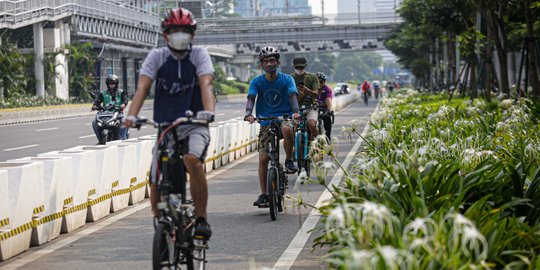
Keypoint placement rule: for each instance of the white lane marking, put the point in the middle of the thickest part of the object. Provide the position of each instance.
(20, 147)
(45, 129)
(289, 256)
(52, 247)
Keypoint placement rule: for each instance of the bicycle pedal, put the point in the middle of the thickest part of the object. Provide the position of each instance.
(200, 244)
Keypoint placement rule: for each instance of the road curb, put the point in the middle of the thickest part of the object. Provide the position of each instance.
(13, 116)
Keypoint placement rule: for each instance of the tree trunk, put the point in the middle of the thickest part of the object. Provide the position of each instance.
(489, 55)
(532, 53)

Your goal
Could you quote the whole listing above word for word, leaving out the pictures?

Result below
Keypoint placement rule: for each instance of the white lane marking, put the point in the middle of the thickest part of the object. Provide the position of each instance.
(20, 147)
(45, 129)
(289, 256)
(52, 247)
Keypoint placement rule: for each instance of the bicycle pedal, put the point in the middle of the thickest part of the object. Provide the position of each instance.
(200, 244)
Keypoint placement rule: for each instance of the road curb, put the point in the middle of the thickest part of the object. Provide the position of each instance.
(13, 116)
Keypoint placement rule: for each instance of the tree trunk, put the point in the middle of the thickest part of the object. Provide the position of each instance.
(489, 55)
(532, 53)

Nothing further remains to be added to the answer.